QUALITY: Many Americans Aren't Getting Recommended Amount of Care
According to the sixth annual National Healthcare Quality Report (NHQR) from the Agency for Healthcare Research and Quality (AHRQ), many Americans aren't receiving the care they need. The AHRQ report collects data on health care quality from across the country and analyzes it using indictors from four important categories: effectiveness, patient safety, timeliness, and patient centeredness.
The NHQR turned up three main themes:
Health care quality is suboptimal and continues to improve at a slow pace. Out of the 45 core measures of health care quality used in the report, an average of only 59 percent of Americans were receiving the total amount of recommended care for their health needs. For example, a heart transplant patient might receive up to 95 percent of the medical services they need to achieve the best possible outcome, while in contrast, a patient on dialysis only has about a 15 percent chance of being placed on a kidney transplant waiting list.
Reporting hospital quality is leading to improvement, but patient safety is lagging. Across the 220 measures of quality in the report (including the 45 core measures mentioned above) 69 percent showed some indication of improvement. However, this improvement was very small—the average rate of change for all measures was only 1.4 percent. Over the past six years, patient safety measures such as the rate of hospital acquired infections (HAIs) have grown worse by almost one percent. Health and Human Services Secretary Kathleen Sebelius spoke out against the shortcomings in patient safety and health care quality last week, and announced that 50 million dollars from the American Recovery and Reinvestment Act would go towards fighting HAIs.
Health care quality measurement is evolving, but much work remains. There is no standard source for the data that the AHRQ analyzed in this report—instead, they worked with numerous data elements from different times and different populations. Though the U.S. health care system has attempted to become more proactive in terms of prevention, wellness, and chronic care management, the system is still performing far better in the reactive areas of diagnostic, therapeutic, and rehabilitative care. For example, 66 percent of the measures related to the treatment of acute medical problems showed the high levels of improvement.
As the report points out, reports by themselves are not going to fix the health care system. Health care providers, policymakers, industry stakeholders, and others need to think critically about the problems facing our health care system and work together to come up with solutions. The high quality care that Americans deserve, but are not yet getting consistently, is one key component of health care reform.
"Today's reports show why we can't wait to enact comprehensive health reform," said HHS Secretary Sebelius in a press release. "The status quo is unsustainable and we cannot allow millions of Americans to continue to go without the care they need and deserve."

---------------

◆ WHAT IS BEING ASKED ◆
Edit the health care quality article between "As the report" and "health care reform.", inclusive, changing "policymakers" to "lawmakers", and write out that part. The material that comes next plays no part here.

◆ Records from a dataset ◆
---------------

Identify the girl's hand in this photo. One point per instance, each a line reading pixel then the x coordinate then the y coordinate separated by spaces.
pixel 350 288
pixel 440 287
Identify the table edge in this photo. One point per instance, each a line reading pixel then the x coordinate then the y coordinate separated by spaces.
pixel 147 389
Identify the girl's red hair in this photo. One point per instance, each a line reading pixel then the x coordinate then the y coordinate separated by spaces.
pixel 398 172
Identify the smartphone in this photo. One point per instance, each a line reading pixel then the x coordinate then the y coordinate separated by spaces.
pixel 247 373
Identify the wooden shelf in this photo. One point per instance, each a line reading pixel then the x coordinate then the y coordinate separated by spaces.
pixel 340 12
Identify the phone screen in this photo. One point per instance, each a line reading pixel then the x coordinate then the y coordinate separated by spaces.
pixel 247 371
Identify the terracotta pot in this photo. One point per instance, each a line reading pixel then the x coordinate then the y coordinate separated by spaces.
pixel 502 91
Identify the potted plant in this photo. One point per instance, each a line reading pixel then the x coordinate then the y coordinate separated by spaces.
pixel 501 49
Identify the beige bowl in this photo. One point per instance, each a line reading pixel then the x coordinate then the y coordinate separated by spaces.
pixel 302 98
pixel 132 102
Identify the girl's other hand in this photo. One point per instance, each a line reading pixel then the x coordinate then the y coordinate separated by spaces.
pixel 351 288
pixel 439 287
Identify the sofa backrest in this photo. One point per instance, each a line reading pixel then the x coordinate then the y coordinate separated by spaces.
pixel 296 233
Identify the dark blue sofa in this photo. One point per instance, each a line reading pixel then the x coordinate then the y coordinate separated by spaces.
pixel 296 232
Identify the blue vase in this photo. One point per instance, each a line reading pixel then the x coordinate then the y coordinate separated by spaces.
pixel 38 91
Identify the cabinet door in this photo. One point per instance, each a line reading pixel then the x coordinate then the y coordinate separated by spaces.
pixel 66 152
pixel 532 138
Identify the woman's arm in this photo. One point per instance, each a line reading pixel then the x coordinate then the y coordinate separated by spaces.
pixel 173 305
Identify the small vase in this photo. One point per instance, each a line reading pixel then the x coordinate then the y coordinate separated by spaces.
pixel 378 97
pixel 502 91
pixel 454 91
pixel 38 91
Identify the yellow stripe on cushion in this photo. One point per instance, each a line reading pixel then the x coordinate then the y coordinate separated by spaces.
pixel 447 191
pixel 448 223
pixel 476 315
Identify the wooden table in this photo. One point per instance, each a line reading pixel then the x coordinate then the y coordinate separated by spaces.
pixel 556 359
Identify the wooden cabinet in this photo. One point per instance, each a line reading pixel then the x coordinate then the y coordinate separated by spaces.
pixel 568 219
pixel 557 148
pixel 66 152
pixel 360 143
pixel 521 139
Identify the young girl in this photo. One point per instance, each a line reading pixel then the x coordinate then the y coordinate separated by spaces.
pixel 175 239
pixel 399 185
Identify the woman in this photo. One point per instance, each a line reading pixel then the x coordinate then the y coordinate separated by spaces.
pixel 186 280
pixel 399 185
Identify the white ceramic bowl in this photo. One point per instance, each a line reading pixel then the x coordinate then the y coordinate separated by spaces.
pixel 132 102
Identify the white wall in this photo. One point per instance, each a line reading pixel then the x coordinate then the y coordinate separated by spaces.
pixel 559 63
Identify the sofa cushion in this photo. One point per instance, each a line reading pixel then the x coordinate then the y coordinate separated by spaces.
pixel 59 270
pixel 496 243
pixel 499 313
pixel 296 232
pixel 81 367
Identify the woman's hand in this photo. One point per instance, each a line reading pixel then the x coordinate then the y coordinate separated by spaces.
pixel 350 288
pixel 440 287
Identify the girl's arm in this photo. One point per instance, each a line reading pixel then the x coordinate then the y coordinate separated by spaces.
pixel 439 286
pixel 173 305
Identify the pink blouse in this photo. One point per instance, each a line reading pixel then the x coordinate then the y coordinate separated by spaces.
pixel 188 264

---------------

◆ ANSWER TO THIS PROBLEM ◆
As the report points out, reports by themselves are not going to fix the health care system. Health care providers, lawmakers, industry stakeholders, and others need to think critically about the problems facing our health care system and work together to come up with solutions. The high quality care that Americans deserve, but are not yet getting consistently, is one key component of health care reform.